> EXERCISE REQUIREMENTS
(A) Answer these from the article on Refco's art collection:
(i) In what year was Refco founded?
(ii) How many works make up Refco's contemporary photography collection?
(iii) By what date did Refco promise to transfer the remaining 90 percent of the Gursky print?
(B) Reproduce the article on Refco's art collection word for word from "As for the rest" up to and including "the collection's value.".

> EXCERPTED TEXT
■ ■ ■ ■ ■ ■ ■
But unlike the creditors and claimants clamoring for sales of Refco's remaining assets, Fitzpatrick was trying to save just one photographic print from the discard pile.

The print is one of six of Andreas Gursky's "Avenue of the Americas" in a super-scale (71/4-by-111/2 feet) format, but only one of the 440 works in Refco's stellar contemporary photography collection. The collection is divided between Refco offices in lower Manhattan and the West Loop of Chicago, the city where the firm was founded in 1969.

The widespread assumption is that the collection will be auctioned, possibly as early as May. "No matter what they do with the rest of the collection," said Fitzpatrick, "our position is that this [Gursky] photograph is not part of it and can't be sold without our permission."

On Oct. 17, Refco filed for Chapter 11 protection from creditors in U.S. Bankruptcy Court in New York, citing $48.6 billion in liabilities. The filing came just a frantic week after the disclosure of an accounting scandal involving its then-CEO, Phillip Bennett. Bennett has since been indicted on fraud and other charges but has denied guilt.

With Refco's assets up for grabs, the MCA on Nov. 9 asked the court to safeguard its interest in the Gursky print, which is part of Refco's collection in New York.

In a court filing, the museum said that Gursky's U.S. representative, the Matthew Marks Gallery in New York, sold the print in 2002 to Refco at a below-market price of around $150,000 on the condition that it eventually be donated to the MCA.

Refco gave the museum a 10 percent interest in the print -- which allowed the firm an immediate tax benefit -- and promised to transfer the remaining 90 percent as an unrestricted gift by Dec. 31, 2007, the filing states.

"A partial gift [to a museum] can't be revoked," Fitzpatrick contended. He said the filing was an effort to "protect the MCA and its interests and the principle of the partial gift."

He estimated the current value of the Gursky print at $300,000 to $500,000.

James Craig, a Refco spokesman, said the firm is hopeful that the ownership issue can be resolved through negotiations with the MCA. He said he was not aware of another museum making a similar claim against Refco art.

As for the rest of the art holdings, he said, "All options are being considered regarding the disposition of the collection." He declined to estimate the collection's value.

"It's a great shame," said Frances Dittmer, contemplating the probable scattering of a collection that she astutely built as well as the dismantling of a trading behemoth that her ex-husband, Thomas, helped to found and formerly led.
■ ■ ■ ■ ■ ■ ■
> MATERIAL PROVIDED
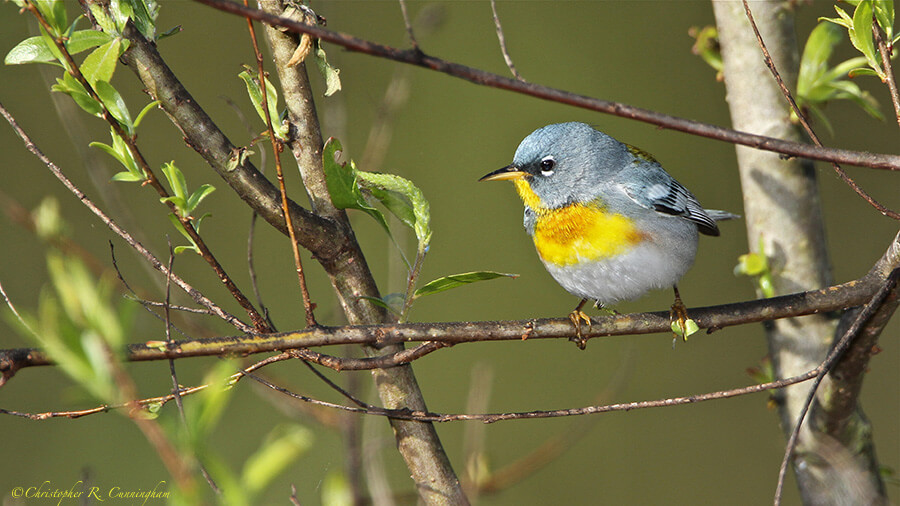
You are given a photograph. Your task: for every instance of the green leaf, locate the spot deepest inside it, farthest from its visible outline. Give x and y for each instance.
(282, 446)
(115, 104)
(102, 17)
(402, 198)
(690, 328)
(182, 231)
(884, 16)
(49, 42)
(170, 32)
(255, 93)
(144, 15)
(336, 490)
(455, 280)
(706, 45)
(209, 405)
(176, 179)
(119, 150)
(198, 196)
(70, 86)
(341, 180)
(147, 108)
(54, 11)
(393, 302)
(861, 34)
(863, 71)
(331, 74)
(31, 50)
(101, 63)
(814, 63)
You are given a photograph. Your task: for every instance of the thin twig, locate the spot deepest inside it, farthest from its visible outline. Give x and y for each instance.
(502, 39)
(354, 44)
(152, 180)
(176, 387)
(836, 353)
(152, 401)
(407, 414)
(276, 150)
(885, 53)
(408, 24)
(254, 215)
(833, 298)
(806, 126)
(128, 238)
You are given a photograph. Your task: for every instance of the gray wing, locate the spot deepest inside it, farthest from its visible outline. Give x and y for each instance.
(653, 188)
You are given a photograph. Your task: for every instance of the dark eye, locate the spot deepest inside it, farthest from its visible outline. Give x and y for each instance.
(547, 165)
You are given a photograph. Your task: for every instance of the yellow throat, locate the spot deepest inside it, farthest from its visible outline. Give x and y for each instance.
(577, 233)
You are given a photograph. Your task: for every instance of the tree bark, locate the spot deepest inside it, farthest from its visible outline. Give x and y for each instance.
(784, 223)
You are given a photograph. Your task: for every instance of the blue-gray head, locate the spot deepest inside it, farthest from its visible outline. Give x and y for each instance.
(564, 163)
■ ■ ■ ■ ■ ■ ■
> RESULTS FOR EACH TASK
(A)
(i) 1969
(ii) 440
(iii) Dec. 31, 2007

(B)
As for the rest of the art holdings, he said, "All options are being considered regarding the disposition of the collection." He declined to estimate the collection's value.